Looking for longer-term forecasts on Gold and Silver prices? Check out the DailyFX Trading Guides.

The start of July and Q3’19 has been defined by the market reaction to the G20 summit in Osaka, Japan. With the US and China agreeing to resume discussions to end the trade war, risk appetite has been bolstered with global equity markets running higher. The linchpin for sentiment, of course, has been speculation over the Federal Reserve’s interest rate cut cycle: will the US-China trade war provoke the FOMC into an emergency interest rate cut at the July Fed meeting?

Gold Price Forecast Remains Bullish as Traders Prove Skeptical of US-China Trade Talks

Even after the G20 summit in Osaka, Japan, the market reaction has been limited in some regards, particularly from the US Dollar’s (via the DXY Index) point of view. Fed rate cut odds have not changed in a meaningful way around the G20 summit, with three 25-bps rate cuts still discounted by June 2020. To this end, there hasn’t been a recovery in US Treasury yields, with the US 10-year Treasury yield consolidating around 2.000% the past week; in turn, US real yields (nominal Treasury yields adjusted for inflation) have not been able to recover. As long as US yields don't climb higher, there's little good reason to abandon the longer-term bullish forecast for gold prices.

Written task A:
In the gold price article, rewrite the part that opens with the words containing "Gold Price Forecast" and closes with "for gold prices.", replacing "G20 summit" with "G20 meeting".
The article and the records have no connection to each other.

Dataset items
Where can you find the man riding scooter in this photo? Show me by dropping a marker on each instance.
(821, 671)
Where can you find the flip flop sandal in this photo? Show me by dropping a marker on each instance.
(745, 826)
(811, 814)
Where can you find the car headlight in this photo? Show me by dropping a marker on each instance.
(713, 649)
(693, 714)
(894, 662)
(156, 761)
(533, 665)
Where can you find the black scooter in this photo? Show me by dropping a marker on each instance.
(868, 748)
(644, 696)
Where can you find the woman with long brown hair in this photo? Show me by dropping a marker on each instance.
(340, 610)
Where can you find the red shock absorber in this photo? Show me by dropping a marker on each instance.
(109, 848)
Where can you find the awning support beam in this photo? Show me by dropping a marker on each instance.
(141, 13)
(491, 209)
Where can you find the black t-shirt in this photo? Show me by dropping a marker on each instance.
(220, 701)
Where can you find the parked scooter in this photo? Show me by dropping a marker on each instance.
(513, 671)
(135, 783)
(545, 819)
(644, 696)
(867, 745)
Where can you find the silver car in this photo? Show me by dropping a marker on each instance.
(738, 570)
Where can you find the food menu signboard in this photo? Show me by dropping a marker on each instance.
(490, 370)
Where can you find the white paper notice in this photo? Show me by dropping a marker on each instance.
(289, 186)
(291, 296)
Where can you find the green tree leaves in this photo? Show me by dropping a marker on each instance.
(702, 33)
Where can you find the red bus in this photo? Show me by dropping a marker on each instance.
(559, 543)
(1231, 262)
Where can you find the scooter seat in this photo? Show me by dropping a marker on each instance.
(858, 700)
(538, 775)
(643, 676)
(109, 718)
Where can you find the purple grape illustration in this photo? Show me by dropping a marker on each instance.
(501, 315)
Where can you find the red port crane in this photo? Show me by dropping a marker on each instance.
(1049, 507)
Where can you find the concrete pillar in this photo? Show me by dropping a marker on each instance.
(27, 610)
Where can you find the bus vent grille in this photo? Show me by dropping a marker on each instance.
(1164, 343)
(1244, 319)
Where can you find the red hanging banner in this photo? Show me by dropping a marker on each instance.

Written task B:
From the records, retype the part that opens with the line containing "Where can you find the white" and closes with the line containing "(1244, 319)".

Task solution A:
Gold Price Forecast Remains Bullish as Traders Prove Skeptical of US-China Trade Talks

Even after the G20 meeting in Osaka, Japan, the market reaction has been limited in some regards, particularly from the US Dollar’s (via the DXY Index) point of view. Fed rate cut odds have not changed in a meaningful way around the G20 meeting, with three 25-bps rate cuts still discounted by June 2020. To this end, there hasn’t been a recovery in US Treasury yields, with the US 10-year Treasury yield consolidating around 2.000% the past week; in turn, US real yields (nominal Treasury yields adjusted for inflation) have not been able to recover. As long as US yields don't climb higher, there's little good reason to abandon the longer-term bullish forecast for gold prices.

Task solution B:
Where can you find the white paper notice in this photo? Show me by dropping a marker on each instance.
(289, 186)
(291, 296)
Where can you find the green tree leaves in this photo? Show me by dropping a marker on each instance.
(702, 33)
Where can you find the red bus in this photo? Show me by dropping a marker on each instance.
(559, 543)
(1231, 262)
Where can you find the scooter seat in this photo? Show me by dropping a marker on each instance.
(858, 700)
(538, 775)
(643, 676)
(109, 718)
Where can you find the purple grape illustration in this photo? Show me by dropping a marker on each instance.
(501, 315)
Where can you find the red port crane in this photo? Show me by dropping a marker on each instance.
(1049, 507)
Where can you find the concrete pillar in this photo? Show me by dropping a marker on each instance.
(27, 610)
Where can you find the bus vent grille in this photo? Show me by dropping a marker on each instance.
(1164, 343)
(1244, 319)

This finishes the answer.